DOCUMENT SEGMENT:
=== Begin Enclosure ===

Yayu Monica Hew: Development of a Reliable Device for Peripheral Edema Quantification via Ultrasound Imaging
Figure 1. Pictures showing the 2018 Hypoxia Experiment operation. Top: The hypoxia chamber activity area. This chamber will simulate the oxygen level from 2000m to 6000m. Bottom Right: participants filled out mountain sickness surveys. Bottom Left: the monitoring console allows researcher to monitor the chamber conditions and the participant activities in the chamber remotely.
Summary of the Project
As a continuation of my previous assignment at the German Space Center (DLR), Dept of Space Physiology, I completed a series of tasks as shown below during my internship. My project developed the biomechanical device, the operation procedure, and the ultrasound image analysis software to study the tissue swelling in the human body (edema) under various space environment conditions, such as in the hypoxia conditions when the astronauts are subject to the reduced levels of oxygen. Using the hardware and software developed from last year, I was able to deploy this method to study the edema developed in our 20 medical test participants during the 2018 Hypoxia Study. Additionally, I have also completed many important milestones and made a significant contribution to the DLR. Beyond this project, I also helped another Stanford student in setting up a possible future internship at DLR as well as a possible post-doctoral position for myself working on the next generation space sleeping bag for the astronauts.

=== End Enclosure ===

DATA:
=== Begin Enclosure ===

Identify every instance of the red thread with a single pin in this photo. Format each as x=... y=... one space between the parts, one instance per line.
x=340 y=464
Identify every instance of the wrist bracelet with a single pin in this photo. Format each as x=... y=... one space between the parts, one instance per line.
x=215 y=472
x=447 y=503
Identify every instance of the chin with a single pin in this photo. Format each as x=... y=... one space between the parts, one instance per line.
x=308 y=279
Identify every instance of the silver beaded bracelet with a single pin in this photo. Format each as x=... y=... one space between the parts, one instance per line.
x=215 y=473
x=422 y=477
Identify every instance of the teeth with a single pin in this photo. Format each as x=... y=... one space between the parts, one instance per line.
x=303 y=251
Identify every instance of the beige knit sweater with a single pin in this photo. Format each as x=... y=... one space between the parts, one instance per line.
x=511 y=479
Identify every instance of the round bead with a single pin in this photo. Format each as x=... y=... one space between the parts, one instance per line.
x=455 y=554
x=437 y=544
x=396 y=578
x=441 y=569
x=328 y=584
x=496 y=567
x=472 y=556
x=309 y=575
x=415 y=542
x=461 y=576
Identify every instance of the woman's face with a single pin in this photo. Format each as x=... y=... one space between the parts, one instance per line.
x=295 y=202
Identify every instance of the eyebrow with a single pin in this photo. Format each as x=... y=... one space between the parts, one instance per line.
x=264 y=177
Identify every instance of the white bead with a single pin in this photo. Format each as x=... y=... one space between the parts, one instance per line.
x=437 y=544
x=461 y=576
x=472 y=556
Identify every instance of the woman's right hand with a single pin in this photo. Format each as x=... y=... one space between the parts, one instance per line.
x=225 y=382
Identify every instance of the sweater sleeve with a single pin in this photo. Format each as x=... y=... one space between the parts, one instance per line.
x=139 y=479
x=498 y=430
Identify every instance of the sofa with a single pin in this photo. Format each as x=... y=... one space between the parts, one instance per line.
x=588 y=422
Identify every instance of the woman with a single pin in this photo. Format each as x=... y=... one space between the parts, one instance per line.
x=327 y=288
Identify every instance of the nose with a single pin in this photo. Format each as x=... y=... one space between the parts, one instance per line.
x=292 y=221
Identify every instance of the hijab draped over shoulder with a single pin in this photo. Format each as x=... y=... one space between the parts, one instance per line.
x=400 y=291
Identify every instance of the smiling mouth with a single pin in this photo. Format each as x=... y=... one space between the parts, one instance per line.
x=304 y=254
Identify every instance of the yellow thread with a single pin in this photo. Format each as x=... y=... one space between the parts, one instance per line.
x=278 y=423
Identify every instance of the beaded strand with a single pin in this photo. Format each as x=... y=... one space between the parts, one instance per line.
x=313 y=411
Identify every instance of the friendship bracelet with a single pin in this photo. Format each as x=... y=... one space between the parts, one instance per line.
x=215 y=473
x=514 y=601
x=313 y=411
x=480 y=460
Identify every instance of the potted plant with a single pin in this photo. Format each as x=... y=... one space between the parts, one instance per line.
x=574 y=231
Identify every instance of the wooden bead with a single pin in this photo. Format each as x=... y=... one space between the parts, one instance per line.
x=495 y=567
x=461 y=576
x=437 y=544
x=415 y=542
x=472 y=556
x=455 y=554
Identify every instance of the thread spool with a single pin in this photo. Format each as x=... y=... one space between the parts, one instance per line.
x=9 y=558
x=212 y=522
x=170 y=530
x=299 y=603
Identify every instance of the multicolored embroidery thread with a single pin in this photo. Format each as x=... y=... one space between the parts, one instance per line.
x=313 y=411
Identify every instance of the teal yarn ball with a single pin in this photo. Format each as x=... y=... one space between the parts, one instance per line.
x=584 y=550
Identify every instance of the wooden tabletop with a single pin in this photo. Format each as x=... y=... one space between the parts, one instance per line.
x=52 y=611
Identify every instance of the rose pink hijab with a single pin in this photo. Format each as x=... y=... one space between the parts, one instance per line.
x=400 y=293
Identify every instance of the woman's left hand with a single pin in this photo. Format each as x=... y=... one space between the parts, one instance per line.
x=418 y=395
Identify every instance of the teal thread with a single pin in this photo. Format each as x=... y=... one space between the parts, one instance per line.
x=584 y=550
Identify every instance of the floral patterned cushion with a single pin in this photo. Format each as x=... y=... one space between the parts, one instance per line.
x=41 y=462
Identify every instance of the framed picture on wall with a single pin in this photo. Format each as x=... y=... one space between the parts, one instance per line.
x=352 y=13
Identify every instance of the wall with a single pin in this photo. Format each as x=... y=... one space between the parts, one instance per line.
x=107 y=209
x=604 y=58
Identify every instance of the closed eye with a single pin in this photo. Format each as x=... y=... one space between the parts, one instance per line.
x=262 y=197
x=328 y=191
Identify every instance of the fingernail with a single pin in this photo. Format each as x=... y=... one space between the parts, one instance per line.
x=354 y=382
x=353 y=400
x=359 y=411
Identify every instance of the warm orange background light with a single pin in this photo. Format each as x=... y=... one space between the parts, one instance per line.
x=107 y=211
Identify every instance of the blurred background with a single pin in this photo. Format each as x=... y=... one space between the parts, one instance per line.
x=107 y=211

=== End Enclosure ===

DIRECTIONS:
1/ According to the edema project summary, how many medical test participants were studied during the 2018 Hypoxia Study?
2/ Continue the edema project summary from where it stops.
The items come from a different source than the edema project summary.

RESULTS BY TASK:
1/ 20

2/
1. Edema measurement in the 2018 Hypoxia Study
2. Improved edema measurement experimental protocols
3. Simplified software interface and architecture
4. A manuscript for JoVE: Peer-reviewed Journal of Visualized Experiments
5. Minor hardware refinement and some 3D printed spare parts for the device
Figure 2. Snap shots of the JoVE manuscript draft.
In the following sections, we will only highlight two key contribution sections: Edema measurement in the 2018 Hypoxia Study and Software Augmentation for Simplified User Interface.
Highlight 1: Edema measurement in the 2018 Hypoxia Study
I led the scientific operation of the peripheral edema measurements (at forehead and limb positions) for a high-altitude chamber experiment that simulated the low-oxygen environment from 2000m to 6000 m. A total of 19 participants (volunteers) have been measured during a 4-day high-altitude chamber study. In addition to the edema measurement, the 2018 Hypoxia Study also gave me an excellent opportunity to collaborate with other researchers from the University of Dusseldorf in studying the microcirculation changes before and after the hypoxia exposure.
Figure 3. The 2018 Hypoxia Experiment Measurement Schedule. The scientific study last for four days, including two setup days (Day 1 and Day 3) and two experiment day (Day 2 and Day 4). On each measurement day, participants stay inside the hypoxia chamber for 6 to 9 hours (as shown in the figure) and will be exposed to reduced oxygen levels to simulate the hypoxia conditions.
Figure 4. The result of the 2018 Hypoxia Study.
Impact: Conducted the first successful edema field measurement in the hypoxia chamber environment. Acquired the first high-precision robust acute edema data.
Highlight 2: Software Augmentation for Simplified User Interface
Figure 5. The software architecture of the Tissue Edema Analysis Software (TEAS).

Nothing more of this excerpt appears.